_EXERCISE PROMPT_
The answer should be one number: how many lines in the records below contain the word "instance".

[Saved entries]
*****
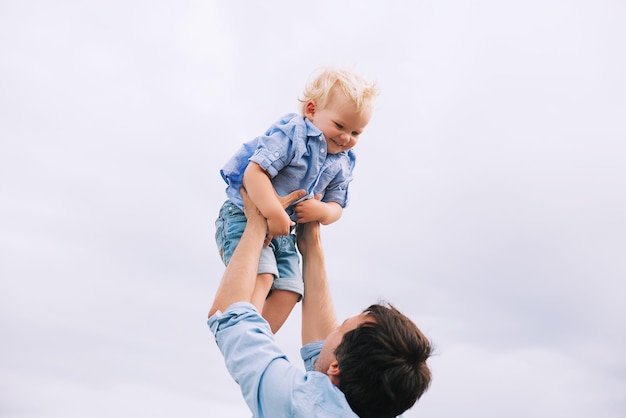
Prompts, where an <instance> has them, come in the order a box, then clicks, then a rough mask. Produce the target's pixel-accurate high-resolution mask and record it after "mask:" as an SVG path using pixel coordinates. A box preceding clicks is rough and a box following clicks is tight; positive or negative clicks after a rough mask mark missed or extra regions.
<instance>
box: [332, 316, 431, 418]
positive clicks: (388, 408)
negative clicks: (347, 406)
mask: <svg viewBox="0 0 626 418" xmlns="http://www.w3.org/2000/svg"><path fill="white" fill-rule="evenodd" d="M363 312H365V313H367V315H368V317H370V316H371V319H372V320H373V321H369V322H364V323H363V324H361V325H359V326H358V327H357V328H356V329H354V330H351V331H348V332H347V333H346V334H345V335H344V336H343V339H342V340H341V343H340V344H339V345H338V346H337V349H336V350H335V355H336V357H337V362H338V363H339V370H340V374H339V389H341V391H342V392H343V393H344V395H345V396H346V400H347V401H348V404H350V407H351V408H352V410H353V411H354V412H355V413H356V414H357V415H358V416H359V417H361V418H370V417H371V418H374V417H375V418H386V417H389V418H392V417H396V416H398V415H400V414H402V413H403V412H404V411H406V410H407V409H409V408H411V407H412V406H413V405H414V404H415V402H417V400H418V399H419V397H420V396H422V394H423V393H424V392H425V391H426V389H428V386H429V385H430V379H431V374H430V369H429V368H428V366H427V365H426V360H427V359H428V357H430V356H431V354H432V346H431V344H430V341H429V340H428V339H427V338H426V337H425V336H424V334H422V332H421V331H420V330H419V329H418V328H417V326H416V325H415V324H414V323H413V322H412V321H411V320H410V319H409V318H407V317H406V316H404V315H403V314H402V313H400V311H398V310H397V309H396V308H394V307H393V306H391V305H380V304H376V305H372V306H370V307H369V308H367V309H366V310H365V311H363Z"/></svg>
*****
_SOLUTION FOR THIS EXERCISE_
2